> **What to work on**:
1. In the passage on designing an always-on power supply, list the items the writer gathered before beginning to design.
2. Copy from the passage on designing an always-on power supply the stretch from "What is the" through "the design criteria?".

> **Quoted text**:
☆ ☆ ☆

The week long power outage here in New Jersey, after hurricane Sandy, made me realize that we need simple, scalable, cheap, and locally produced power. Removing all distractions and giving an engineer of German lineage a week to think on a problem often gets the problem solved. After pulling out the 7-pocket expanding file with all my past Stirling designs, a couple notepads, my favorite gel pens, a dry erase board, and some reference books, I began designing. As with any engineering project, you need to describe what you want to accomplish, and your limiting factors. Due to cost constraints, engineering is always compromise.
What is the goal? An always-on (24 x 7 x 365) power supply that is inexpensive to produce, can be bulk produced with readily available materials, can be manufactured in any nation using 1950′s or earlier technology, and has a working lifespan greater than 20 years. (That sounds really simple, doesn’t it?)
What are the design criteria?

☆ ☆ ☆

> **Record list**:

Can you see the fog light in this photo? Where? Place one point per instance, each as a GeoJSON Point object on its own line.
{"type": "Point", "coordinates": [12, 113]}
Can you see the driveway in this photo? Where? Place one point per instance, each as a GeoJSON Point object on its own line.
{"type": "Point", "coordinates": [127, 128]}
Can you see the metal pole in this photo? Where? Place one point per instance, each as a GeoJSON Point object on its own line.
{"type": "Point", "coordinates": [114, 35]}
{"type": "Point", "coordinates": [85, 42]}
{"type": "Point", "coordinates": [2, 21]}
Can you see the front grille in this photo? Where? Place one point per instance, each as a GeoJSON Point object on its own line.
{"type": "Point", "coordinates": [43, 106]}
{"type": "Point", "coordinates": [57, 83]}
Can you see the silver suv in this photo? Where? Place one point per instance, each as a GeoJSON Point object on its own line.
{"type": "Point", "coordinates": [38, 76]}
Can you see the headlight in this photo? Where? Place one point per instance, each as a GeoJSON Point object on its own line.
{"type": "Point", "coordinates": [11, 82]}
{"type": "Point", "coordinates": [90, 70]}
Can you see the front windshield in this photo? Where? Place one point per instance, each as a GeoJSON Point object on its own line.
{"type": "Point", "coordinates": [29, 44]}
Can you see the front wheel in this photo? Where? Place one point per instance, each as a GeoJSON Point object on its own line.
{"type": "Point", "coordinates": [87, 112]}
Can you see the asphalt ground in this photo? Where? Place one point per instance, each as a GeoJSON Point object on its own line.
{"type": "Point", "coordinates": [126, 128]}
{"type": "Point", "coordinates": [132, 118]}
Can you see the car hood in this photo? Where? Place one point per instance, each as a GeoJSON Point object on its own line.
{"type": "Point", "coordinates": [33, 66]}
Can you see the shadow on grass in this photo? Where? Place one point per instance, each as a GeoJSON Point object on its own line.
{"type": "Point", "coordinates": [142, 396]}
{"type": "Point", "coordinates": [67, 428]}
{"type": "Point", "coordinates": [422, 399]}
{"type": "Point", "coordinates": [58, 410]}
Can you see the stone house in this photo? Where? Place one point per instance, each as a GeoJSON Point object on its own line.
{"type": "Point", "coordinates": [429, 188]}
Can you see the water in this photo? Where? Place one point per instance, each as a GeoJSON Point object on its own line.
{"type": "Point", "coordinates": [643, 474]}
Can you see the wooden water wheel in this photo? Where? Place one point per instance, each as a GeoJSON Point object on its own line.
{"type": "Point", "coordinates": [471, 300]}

☆ ☆ ☆

> **Complete answers**:
1.
- A 7-pocket expanding file with all the writer's past Stirling designs
- A couple of notepads
- The writer's favorite gel pens
- A dry erase board
- Some reference books

2.
What is the goal? An always-on (24 x 7 x 365) power supply that is inexpensive to produce, can be bulk produced with readily available materials, can be manufactured in any nation using 1950′s or earlier technology, and has a working lifespan greater than 20 years. (That sounds really simple, doesn’t it?)
What are the design criteria?